EXPLORE THE MATERIAL:
• A. Using the memoir about a husband's wartime deployment, decide whether each statement agrees with it, answering yes or no and quoting the deciding words: (i) the narrator married at sixteen; (ii) the narrator's mother sent a package every day; (iii) the husband talked at length about what he saw overseas.
• B. Carry on the memoir about a husband's wartime deployment, starting after its last sentence.

DOCUMENT PASSAGE:
In mild shock I’d hit rewind, play. Rewind, play. Rewind, play. Rewind, play. Rewind, play. Each time I watched the plane lift off I’d die. He was in that plane. He was gone. Out of my reach. Out of our world. To face war and destruction. Reality had settled in on my little world. I met him when I was fifteen, married him when I was sixteen. We’d created a family together. And he was gone.
I had plenty of support from our families and the phone calls from him were like precious jewels. Receiving packages from home was very precious to soldiers so I set in to send him packages every day. My mom sent one every week. Just little tidbits from home and items that were not available over there.
The phone calls would usually come in the middle of the night since the time zone was so different on the other side of the world. And it was common not to hear from him for weeks. It had been nearly a month since we’d heard from him and I was getting a bit anxious. Then one Sunday when the kids and I returned from church Mom had the exciting news that He had called. I was glad to hear from him but the disappointment of missing his call and the chance to hear from him personally was way too strong. I’d held up fine for weeks now but this was the final blow. I crawled into my closet, my clothes hanging above my head, shut the door and cried. It was the only hole I could find and that is where I sobbed uncontrollably until no more tears would come.
He never spoke much about the events he experienced or witnessed while over there and when he did it was more of an unemotional list of events or actions. Like he had put all of that behind a curtain where no emotion was allowed to accompany that time period. The night the war began the fuel tankers were to follow the Army Tanks into battle making fuel available when necessary. It is my understanding that when they went over the burrow everything was happening so fast, bullets flying from the enemy, Tanks proceeding slowly, the fuel Tankers were driving with and not behind the Tanks.
My husband returned home safely when his unit had finished its tour of duty, but things were never really the same. Five years later our marriage ended in divorce. The devastation of war is not truly realized by the common public. We who were closest to those who fight for our country know. We have lived one of the sad casualties of war that most of the time is not realized or associated with war, the destruction of the home. I’m not saying the War caused our divorce, but I truly believe it was a major contributor.

Stored items:
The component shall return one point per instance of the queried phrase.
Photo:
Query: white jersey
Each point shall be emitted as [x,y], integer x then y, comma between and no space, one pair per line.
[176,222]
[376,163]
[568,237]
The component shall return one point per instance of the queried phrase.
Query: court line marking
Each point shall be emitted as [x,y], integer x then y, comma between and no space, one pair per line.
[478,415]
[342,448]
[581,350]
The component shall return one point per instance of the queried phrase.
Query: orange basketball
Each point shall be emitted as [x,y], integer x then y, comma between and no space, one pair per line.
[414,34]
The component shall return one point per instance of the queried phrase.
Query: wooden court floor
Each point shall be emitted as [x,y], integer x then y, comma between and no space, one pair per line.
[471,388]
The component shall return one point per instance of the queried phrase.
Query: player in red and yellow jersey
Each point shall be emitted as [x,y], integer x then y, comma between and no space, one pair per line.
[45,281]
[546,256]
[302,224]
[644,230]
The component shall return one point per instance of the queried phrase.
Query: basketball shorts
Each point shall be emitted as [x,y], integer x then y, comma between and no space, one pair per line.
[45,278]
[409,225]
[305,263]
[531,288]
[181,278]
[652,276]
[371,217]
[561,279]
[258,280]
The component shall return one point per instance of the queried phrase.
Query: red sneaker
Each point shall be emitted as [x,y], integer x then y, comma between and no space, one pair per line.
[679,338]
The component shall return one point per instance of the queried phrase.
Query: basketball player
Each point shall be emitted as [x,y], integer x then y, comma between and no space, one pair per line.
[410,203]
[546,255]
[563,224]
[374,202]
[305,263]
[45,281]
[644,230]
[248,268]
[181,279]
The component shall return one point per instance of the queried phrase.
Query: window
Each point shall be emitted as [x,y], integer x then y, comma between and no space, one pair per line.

SET OF ANSWERS:
• A.
(i) Yes: "married him when I was sixteen."
(ii) No: "My mom sent one every week."
(iii) No: "He never spoke much about the events he experienced or witnessed while over there."

• B.
Each time I watch the newscasts with families tearfully sending their loved ones off to war, I get that acidity gut ache and wonder if they know that their lives will never be the same. I salute the Families of our Soldiers, for they too give a most precious part of their world for the freedom of this Nation.
A close friend of mine just recently shared with me how her son will be leaving for Iraq in a few months. Her daughter is in Baghdad and not to return for many months. How this mom can keep from going quite crazy is nearly beyond comprehension. The sacrifice she, her husband and two children have, and are making brings me to an utmost pride in our country. They are just common, ordinary people yet have hearts of gold (or should I say, Red, White & Blue).
There comes a time in each of our lives when we realize that the things we hold the dearest to our hearts is totally out of our control to retain. That is why we must trust God to keep our loved ones safe when they are on the other side of the world fighting a war. That trust is what keeps my friend sane as both of her children goes into harms way. That trust is what we must rely on when they come back and have changed from being the person we once knew them to be. Sometimes we drop the ball, that’s just human. But it’s our responsibility to pick it back up again and try once again.
I salute all of the people that give of themselves to keep this Nation free. That’s not only the soldier, but the families that stand behind them.